» **Requirement**
Entries follow. Return each line that contains the word "below".

» **Material for this exercise**
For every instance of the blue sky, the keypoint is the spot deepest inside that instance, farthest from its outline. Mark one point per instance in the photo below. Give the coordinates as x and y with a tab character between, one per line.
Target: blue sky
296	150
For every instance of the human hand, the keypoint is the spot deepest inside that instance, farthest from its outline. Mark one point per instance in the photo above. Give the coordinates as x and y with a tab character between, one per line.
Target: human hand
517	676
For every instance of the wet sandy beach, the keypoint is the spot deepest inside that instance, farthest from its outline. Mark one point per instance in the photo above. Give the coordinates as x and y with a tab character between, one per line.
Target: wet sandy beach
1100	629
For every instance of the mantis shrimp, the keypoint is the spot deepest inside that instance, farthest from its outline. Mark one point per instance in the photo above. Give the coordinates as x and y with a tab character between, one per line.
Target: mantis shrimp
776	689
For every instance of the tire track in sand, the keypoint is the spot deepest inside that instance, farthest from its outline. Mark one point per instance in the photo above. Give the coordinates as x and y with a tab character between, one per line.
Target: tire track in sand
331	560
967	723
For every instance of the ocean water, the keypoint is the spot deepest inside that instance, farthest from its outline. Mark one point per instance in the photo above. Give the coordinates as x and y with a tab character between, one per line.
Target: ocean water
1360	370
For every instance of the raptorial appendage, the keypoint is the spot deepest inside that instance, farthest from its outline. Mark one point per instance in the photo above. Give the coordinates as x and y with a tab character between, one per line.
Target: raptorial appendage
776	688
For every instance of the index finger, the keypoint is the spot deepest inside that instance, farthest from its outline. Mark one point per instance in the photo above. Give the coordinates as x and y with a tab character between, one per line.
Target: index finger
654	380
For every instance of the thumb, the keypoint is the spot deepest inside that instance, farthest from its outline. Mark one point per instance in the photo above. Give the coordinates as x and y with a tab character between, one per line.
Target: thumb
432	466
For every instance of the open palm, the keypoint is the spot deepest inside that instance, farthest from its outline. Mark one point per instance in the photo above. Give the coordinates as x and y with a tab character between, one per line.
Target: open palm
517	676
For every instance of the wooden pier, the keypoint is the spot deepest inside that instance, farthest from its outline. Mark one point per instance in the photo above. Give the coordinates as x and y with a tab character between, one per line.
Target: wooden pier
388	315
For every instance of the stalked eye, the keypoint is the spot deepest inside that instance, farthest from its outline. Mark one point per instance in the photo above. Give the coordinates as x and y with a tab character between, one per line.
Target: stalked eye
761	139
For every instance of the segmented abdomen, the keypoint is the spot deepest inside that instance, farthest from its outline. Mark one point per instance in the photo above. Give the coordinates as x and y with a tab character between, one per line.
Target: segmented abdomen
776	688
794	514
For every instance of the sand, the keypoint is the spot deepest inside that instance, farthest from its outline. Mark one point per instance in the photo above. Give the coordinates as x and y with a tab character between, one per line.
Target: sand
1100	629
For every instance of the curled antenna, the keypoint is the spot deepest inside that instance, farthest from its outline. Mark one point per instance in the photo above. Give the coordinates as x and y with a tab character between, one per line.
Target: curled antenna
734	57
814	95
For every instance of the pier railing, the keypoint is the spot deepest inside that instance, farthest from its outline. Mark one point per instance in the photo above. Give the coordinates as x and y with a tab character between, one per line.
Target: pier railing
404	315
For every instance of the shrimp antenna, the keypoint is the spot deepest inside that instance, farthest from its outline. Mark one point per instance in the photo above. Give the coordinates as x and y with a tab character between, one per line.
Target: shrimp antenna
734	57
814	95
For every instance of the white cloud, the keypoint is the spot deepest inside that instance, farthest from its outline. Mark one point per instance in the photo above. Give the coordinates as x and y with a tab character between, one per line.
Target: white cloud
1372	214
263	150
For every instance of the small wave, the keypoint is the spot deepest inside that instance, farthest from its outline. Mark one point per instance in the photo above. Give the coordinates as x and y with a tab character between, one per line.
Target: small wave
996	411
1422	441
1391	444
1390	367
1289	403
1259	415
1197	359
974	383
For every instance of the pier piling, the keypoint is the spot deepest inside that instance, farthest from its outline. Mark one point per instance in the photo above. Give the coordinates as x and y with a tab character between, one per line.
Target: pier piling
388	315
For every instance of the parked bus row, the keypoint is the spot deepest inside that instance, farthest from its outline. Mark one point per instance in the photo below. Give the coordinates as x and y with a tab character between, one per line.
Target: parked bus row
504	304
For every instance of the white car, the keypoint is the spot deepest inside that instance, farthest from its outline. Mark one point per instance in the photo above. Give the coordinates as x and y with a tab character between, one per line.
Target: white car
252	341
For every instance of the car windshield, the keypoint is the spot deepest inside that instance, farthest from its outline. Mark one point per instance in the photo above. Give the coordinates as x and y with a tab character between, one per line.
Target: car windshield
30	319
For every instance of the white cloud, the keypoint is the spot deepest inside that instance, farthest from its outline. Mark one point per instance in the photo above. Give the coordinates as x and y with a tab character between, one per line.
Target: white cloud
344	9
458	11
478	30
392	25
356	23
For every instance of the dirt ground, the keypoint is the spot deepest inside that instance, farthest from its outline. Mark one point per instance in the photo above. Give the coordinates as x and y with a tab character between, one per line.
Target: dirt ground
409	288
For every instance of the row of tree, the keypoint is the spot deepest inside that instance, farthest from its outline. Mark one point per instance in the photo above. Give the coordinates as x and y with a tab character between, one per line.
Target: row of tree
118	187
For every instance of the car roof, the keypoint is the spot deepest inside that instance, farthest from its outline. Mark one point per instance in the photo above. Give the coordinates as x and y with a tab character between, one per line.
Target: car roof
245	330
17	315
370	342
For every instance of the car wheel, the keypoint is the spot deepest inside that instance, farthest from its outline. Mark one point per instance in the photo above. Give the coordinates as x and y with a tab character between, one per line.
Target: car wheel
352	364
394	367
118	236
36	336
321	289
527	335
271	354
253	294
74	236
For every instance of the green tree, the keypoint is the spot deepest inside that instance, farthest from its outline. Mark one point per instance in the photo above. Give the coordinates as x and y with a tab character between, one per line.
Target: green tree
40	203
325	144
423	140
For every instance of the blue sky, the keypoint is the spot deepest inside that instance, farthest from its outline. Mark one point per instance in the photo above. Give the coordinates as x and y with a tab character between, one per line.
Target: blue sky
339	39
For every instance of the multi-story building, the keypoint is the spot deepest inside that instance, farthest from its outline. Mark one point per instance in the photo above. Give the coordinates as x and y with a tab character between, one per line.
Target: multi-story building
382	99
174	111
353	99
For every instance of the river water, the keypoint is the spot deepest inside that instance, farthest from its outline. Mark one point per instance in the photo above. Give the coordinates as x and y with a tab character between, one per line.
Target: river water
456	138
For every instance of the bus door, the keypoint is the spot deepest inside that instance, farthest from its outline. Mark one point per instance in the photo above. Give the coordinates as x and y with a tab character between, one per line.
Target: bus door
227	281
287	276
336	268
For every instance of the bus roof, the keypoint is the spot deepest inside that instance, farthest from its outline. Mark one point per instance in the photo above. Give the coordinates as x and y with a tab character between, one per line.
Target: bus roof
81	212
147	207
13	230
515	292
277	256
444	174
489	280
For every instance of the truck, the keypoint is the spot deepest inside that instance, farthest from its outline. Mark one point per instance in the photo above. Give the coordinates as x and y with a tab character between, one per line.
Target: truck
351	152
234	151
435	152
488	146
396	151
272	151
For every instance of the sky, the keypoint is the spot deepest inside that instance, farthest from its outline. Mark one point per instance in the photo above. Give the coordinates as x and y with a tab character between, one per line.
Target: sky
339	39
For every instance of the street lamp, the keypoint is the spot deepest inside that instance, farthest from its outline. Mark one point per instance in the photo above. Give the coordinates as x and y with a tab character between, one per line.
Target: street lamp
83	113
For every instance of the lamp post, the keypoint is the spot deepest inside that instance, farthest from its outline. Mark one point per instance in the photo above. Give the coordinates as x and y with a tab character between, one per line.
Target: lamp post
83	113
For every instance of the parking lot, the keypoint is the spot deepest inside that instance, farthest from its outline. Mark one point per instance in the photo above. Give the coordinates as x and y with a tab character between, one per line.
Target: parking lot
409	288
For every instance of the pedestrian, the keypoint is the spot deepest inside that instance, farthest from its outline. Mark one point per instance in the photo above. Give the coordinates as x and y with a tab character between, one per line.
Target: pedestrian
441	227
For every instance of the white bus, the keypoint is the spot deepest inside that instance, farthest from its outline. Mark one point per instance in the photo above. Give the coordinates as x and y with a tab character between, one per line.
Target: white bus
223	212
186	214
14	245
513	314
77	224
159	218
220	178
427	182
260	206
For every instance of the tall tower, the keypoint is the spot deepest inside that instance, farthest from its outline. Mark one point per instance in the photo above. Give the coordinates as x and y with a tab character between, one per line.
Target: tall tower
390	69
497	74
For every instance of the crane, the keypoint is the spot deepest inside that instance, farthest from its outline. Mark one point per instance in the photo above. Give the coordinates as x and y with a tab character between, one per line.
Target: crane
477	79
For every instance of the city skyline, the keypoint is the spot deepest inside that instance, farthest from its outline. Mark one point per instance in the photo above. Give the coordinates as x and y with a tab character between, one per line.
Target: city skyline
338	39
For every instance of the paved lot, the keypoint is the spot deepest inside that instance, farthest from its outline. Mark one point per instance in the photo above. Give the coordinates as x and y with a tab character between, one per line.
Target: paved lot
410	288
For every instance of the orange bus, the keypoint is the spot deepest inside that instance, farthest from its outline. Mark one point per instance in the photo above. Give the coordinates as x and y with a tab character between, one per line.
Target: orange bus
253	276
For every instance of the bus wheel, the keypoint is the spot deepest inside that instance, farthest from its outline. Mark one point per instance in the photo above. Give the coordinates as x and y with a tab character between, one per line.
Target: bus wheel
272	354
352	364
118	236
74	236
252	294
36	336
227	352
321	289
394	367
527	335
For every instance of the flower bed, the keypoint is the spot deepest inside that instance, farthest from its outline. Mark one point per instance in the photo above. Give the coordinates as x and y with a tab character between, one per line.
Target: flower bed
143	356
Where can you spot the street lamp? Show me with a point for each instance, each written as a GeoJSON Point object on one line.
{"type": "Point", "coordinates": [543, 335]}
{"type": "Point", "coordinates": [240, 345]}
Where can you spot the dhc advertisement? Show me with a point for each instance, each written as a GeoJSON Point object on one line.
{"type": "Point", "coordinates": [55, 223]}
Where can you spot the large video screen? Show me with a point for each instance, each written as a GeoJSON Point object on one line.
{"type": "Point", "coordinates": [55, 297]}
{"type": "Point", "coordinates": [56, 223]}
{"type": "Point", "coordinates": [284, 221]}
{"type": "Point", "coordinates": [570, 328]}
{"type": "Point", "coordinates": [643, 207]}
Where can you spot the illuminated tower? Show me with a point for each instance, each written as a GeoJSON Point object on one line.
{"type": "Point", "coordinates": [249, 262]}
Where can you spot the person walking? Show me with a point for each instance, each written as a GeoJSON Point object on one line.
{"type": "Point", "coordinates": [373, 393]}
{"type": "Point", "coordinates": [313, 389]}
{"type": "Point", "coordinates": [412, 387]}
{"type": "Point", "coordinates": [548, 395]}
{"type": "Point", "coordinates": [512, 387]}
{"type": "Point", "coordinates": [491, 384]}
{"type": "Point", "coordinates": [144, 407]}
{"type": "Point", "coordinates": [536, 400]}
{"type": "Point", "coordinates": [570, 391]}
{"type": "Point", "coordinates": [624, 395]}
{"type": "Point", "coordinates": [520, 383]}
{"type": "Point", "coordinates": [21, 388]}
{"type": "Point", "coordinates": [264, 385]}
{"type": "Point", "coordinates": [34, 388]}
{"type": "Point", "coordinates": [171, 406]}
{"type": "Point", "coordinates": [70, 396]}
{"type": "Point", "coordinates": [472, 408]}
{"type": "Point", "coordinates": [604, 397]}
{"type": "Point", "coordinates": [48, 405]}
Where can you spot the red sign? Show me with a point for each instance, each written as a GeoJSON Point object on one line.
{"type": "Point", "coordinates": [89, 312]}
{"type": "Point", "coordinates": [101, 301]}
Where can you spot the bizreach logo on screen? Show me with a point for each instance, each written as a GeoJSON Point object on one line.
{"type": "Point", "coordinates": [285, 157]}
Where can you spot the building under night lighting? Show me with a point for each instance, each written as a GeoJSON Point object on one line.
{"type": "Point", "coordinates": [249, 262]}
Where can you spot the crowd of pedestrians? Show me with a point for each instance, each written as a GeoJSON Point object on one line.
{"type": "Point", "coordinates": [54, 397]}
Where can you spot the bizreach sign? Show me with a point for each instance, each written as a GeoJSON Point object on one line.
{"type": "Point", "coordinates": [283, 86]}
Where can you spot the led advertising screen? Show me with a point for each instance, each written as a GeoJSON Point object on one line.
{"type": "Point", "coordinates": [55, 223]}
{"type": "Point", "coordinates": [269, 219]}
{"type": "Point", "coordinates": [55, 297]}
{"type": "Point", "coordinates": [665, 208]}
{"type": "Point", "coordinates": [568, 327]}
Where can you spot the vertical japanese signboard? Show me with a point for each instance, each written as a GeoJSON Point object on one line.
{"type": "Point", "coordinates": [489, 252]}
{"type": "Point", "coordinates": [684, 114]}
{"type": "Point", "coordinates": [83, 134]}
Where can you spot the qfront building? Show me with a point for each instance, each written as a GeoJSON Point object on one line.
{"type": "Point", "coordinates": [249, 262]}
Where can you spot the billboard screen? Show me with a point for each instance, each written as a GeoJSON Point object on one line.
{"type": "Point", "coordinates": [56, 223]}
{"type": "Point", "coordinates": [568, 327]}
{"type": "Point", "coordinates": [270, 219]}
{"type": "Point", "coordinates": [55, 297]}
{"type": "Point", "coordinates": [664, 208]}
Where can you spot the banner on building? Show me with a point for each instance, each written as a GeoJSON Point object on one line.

» **Response to the task**
For every instance of the blue sky, the keypoint is the spot deepest inside that instance, farthest from its outline. Mark one point per instance in the photo below. Give the coordinates as x and y with a tab character between, one per line.
For every instance of the parked bus row, the keypoint is the spot deepest inside that instance, farthest from its outline. Mark one point per instance in the photo below. Give the coordinates as x and y with a tab character between, one per line.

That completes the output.